*SOURCE DATA:*
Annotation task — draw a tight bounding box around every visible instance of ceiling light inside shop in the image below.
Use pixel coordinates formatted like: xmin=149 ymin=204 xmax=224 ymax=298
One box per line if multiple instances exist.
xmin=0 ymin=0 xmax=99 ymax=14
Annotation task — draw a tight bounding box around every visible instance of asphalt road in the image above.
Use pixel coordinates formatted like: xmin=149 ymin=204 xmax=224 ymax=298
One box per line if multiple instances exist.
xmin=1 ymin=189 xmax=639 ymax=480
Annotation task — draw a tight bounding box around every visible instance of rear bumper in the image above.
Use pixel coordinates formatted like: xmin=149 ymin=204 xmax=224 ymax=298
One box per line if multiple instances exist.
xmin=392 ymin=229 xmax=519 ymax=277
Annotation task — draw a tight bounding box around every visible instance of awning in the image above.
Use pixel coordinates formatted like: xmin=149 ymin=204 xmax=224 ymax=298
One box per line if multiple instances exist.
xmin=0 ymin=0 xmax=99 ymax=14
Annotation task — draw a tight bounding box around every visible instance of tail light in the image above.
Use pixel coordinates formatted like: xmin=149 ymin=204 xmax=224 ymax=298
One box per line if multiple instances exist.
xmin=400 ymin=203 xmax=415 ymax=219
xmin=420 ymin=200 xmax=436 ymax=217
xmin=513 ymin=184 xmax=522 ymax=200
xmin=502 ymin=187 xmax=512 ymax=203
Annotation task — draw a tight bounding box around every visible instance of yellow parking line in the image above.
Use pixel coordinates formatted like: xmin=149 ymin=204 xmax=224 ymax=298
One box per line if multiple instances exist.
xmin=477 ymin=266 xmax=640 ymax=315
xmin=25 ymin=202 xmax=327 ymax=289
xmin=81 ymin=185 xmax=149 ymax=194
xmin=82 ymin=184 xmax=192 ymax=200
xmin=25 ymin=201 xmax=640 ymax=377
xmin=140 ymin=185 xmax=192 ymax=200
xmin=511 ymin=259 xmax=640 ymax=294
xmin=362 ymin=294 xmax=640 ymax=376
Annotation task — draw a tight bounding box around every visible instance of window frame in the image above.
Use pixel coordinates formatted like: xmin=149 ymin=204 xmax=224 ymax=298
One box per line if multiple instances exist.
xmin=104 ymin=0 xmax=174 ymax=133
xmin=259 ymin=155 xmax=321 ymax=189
* * *
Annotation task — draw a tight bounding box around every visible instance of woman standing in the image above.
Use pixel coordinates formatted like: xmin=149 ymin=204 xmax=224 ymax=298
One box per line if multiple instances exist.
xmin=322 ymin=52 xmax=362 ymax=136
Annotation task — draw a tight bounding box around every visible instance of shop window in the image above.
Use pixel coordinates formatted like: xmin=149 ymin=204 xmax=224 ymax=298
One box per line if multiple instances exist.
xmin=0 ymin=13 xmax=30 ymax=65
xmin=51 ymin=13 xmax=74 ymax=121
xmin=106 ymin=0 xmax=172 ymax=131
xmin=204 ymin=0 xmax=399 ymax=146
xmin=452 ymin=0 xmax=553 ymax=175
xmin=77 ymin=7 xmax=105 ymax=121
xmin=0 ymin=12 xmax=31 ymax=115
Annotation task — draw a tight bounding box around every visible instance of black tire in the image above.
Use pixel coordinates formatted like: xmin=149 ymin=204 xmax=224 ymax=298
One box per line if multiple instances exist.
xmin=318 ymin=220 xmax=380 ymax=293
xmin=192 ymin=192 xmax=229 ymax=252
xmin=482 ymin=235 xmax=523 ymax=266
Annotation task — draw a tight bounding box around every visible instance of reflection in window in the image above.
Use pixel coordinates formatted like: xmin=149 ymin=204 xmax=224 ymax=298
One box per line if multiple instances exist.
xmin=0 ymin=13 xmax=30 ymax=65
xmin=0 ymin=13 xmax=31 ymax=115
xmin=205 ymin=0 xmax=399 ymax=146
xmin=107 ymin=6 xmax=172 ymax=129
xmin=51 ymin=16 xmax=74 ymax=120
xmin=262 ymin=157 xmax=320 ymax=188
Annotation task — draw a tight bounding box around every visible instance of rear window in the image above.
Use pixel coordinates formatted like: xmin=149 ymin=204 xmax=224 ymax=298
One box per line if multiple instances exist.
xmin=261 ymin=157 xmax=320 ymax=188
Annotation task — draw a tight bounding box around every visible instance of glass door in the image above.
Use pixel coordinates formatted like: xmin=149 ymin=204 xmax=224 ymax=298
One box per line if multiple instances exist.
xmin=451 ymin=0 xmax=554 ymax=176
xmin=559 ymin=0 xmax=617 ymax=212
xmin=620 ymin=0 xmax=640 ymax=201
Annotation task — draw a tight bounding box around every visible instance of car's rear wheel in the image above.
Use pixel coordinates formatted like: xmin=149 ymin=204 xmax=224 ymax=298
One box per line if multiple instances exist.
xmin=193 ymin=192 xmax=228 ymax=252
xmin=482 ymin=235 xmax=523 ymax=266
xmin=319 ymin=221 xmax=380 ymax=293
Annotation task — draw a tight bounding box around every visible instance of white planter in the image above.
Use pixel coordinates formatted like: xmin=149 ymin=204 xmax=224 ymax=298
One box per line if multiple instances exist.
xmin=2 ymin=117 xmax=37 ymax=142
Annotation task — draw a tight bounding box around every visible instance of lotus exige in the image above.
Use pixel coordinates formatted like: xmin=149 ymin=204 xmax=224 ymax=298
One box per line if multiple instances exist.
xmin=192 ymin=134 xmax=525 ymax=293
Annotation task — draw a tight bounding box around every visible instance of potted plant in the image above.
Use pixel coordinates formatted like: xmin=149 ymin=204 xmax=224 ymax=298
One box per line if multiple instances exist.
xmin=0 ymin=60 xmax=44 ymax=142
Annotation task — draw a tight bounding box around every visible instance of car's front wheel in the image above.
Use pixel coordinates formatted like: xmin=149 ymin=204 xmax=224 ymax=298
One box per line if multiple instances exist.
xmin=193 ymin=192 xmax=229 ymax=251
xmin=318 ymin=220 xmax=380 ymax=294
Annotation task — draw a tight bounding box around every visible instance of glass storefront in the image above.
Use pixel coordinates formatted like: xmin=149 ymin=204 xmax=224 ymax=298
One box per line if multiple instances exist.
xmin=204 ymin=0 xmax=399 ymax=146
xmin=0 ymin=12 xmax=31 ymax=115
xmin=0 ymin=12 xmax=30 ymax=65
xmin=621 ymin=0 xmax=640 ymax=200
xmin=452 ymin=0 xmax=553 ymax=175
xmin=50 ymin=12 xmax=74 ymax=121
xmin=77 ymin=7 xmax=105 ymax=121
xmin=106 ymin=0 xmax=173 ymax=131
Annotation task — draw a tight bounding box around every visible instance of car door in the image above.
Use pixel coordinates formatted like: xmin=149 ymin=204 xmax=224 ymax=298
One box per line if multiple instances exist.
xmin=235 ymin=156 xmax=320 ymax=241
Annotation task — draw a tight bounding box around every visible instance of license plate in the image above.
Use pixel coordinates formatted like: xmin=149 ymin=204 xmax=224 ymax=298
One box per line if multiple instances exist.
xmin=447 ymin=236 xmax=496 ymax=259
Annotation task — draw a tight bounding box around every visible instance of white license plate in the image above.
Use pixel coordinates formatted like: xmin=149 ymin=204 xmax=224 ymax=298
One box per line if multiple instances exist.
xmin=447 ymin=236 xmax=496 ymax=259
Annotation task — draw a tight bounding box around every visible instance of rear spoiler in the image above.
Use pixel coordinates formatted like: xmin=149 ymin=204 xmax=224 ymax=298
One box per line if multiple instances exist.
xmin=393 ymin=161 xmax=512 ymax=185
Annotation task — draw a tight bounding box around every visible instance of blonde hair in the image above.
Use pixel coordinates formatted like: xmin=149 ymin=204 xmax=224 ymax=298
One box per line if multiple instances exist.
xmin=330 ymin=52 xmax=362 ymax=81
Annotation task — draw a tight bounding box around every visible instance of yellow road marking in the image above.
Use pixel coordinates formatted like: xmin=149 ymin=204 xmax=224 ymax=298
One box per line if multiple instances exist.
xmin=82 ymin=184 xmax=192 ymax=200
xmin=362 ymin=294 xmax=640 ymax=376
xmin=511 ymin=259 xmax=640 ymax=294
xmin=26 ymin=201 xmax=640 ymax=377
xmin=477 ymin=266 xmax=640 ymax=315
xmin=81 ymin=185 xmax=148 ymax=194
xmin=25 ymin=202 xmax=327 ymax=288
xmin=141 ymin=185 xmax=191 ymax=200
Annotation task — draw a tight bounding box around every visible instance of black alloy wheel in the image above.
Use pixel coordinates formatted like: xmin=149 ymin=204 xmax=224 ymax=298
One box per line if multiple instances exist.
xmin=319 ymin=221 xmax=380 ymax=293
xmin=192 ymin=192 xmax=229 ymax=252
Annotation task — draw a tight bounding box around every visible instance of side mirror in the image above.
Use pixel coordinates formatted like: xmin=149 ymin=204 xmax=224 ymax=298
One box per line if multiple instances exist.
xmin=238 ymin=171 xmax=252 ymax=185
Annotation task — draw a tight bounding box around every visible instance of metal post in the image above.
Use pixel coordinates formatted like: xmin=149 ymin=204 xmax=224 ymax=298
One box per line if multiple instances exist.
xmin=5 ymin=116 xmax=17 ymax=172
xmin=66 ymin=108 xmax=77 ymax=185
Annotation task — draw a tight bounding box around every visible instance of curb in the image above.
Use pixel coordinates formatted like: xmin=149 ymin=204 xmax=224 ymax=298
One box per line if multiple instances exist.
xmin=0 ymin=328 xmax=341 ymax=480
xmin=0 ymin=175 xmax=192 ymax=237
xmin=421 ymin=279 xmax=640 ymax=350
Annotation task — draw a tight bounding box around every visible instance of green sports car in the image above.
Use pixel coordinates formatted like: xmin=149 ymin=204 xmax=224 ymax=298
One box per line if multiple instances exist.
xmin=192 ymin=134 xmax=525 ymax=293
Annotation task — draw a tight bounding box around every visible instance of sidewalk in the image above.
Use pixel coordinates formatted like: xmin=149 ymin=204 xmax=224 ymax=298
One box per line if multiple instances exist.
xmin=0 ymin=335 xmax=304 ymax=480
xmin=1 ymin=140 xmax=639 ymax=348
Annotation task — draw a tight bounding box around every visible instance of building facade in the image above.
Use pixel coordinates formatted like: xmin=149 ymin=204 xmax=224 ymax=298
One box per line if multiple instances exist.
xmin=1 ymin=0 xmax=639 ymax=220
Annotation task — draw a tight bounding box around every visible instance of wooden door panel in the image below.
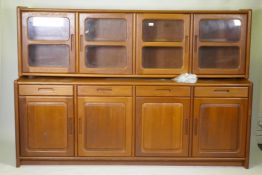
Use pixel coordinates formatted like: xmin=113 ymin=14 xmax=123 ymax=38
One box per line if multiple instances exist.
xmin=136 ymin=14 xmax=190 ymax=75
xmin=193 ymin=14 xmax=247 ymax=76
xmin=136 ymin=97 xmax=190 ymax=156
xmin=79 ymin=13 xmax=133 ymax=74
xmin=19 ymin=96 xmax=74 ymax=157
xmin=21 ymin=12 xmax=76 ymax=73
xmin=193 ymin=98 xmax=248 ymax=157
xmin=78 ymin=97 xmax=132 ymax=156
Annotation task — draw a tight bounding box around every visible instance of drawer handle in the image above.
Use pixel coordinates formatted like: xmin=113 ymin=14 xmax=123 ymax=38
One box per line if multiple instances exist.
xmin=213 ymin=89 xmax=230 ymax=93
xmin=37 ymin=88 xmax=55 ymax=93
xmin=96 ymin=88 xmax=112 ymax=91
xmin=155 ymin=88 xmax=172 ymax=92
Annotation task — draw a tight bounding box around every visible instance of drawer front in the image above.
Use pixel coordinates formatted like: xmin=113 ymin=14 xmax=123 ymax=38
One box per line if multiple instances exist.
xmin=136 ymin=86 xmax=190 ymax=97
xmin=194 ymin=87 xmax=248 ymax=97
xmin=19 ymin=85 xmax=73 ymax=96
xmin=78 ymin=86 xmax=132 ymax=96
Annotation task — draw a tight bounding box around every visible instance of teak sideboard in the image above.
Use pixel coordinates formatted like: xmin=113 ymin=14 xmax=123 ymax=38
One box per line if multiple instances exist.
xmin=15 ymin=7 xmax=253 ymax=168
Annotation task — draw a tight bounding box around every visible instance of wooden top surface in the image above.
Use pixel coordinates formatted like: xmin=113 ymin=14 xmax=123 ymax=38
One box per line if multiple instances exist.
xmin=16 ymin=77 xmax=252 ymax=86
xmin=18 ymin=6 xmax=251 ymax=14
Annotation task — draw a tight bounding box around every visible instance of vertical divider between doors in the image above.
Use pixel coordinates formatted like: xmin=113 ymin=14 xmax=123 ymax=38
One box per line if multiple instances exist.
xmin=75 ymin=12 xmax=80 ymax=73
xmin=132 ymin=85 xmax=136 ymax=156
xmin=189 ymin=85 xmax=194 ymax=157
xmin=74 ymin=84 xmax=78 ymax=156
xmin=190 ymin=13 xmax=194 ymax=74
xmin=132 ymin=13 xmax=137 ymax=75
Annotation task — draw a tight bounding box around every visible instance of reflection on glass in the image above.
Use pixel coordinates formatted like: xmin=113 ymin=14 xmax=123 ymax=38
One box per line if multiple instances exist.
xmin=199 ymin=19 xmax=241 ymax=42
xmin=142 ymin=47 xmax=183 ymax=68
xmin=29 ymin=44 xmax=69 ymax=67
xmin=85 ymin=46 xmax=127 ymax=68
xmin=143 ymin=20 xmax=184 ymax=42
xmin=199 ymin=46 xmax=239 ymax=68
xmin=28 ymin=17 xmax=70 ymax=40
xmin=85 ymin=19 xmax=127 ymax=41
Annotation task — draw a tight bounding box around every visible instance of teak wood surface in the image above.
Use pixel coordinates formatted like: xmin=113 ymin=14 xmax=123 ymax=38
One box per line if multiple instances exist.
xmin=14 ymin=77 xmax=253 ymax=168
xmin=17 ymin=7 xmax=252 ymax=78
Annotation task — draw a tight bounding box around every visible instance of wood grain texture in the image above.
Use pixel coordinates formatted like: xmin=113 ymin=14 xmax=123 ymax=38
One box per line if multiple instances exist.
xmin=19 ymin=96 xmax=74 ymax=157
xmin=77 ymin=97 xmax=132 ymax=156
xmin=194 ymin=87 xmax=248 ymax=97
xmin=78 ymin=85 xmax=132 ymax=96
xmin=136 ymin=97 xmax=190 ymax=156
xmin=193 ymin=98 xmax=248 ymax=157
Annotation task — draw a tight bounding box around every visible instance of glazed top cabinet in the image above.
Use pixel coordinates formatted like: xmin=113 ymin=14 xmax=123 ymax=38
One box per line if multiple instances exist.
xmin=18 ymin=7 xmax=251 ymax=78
--
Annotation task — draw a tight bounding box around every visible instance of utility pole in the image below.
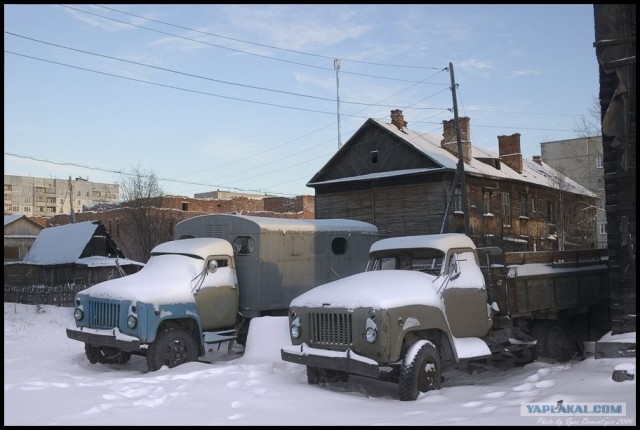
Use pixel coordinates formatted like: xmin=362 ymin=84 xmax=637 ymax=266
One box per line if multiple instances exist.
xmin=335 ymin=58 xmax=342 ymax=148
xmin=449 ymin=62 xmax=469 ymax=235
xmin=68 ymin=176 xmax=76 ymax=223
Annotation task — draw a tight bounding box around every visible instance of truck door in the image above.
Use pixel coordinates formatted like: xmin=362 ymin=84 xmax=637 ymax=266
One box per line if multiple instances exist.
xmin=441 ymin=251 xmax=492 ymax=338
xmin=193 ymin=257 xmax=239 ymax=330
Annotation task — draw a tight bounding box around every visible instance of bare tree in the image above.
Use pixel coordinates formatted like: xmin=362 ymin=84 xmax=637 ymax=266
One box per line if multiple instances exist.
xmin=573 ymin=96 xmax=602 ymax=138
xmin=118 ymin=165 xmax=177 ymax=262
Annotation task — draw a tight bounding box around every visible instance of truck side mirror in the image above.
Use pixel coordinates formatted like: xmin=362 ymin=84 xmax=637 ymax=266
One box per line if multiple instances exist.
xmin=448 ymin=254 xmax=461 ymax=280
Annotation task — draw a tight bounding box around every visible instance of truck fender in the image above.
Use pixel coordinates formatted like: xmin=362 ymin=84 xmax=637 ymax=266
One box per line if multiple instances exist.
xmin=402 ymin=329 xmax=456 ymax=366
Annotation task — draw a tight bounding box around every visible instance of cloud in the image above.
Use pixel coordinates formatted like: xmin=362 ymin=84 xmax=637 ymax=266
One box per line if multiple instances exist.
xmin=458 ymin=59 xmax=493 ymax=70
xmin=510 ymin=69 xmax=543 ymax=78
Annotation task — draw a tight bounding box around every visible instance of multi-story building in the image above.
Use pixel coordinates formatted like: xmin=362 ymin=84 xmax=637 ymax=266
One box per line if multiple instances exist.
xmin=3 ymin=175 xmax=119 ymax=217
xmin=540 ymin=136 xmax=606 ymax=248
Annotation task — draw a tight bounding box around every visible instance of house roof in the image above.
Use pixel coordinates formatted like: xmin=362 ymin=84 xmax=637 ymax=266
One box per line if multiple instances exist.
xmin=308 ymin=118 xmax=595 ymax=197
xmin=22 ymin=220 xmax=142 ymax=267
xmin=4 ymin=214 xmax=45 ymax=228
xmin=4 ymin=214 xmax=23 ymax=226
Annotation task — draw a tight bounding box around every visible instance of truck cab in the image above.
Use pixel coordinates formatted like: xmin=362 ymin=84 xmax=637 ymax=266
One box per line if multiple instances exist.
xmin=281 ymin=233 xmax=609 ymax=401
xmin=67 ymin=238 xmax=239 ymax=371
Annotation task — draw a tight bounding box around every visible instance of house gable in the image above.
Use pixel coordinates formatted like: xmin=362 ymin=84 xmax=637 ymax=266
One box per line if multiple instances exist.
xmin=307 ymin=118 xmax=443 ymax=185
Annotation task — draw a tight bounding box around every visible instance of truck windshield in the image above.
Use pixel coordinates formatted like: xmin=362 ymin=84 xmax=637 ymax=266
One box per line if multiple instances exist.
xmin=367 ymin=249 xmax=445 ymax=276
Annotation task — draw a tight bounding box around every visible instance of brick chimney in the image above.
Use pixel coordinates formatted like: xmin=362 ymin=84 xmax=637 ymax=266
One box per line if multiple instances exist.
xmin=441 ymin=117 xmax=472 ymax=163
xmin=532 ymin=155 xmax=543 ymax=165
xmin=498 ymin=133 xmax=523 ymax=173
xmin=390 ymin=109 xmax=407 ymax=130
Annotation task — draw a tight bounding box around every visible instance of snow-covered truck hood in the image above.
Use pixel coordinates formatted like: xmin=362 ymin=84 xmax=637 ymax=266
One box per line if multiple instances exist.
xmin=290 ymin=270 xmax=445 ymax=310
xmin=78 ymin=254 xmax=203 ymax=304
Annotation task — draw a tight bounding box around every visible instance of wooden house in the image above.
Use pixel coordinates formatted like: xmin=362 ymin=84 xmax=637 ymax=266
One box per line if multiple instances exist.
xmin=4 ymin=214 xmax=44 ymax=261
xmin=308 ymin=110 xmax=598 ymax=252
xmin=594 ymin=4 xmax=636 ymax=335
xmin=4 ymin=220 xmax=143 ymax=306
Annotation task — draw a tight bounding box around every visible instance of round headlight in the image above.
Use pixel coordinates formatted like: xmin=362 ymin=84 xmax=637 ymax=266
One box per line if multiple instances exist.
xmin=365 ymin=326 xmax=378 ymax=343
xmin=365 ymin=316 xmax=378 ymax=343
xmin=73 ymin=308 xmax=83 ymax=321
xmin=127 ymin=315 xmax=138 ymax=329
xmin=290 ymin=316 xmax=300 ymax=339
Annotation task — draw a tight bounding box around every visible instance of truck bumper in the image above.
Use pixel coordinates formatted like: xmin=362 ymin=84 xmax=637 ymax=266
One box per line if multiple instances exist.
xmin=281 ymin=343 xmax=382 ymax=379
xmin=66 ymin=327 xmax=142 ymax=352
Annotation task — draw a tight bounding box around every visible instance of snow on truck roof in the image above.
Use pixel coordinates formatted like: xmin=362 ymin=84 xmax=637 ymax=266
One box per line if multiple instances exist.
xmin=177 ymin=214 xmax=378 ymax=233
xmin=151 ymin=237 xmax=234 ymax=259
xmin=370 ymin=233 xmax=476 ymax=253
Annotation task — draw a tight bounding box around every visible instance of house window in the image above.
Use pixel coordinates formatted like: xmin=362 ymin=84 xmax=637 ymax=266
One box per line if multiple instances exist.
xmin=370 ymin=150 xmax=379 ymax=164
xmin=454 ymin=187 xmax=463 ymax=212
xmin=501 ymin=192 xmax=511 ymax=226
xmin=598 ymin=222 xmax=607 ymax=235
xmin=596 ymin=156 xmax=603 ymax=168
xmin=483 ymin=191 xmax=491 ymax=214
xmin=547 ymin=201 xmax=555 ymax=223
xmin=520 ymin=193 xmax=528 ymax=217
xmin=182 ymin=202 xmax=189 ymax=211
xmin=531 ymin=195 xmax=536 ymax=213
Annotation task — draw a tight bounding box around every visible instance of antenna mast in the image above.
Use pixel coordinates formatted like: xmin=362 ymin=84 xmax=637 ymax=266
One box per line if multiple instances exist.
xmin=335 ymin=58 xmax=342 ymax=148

*BRIEF:* Please state how many lines in the entries above include the string "reflection", and write only that number.

*RESULT OF THE EXERCISE:* 2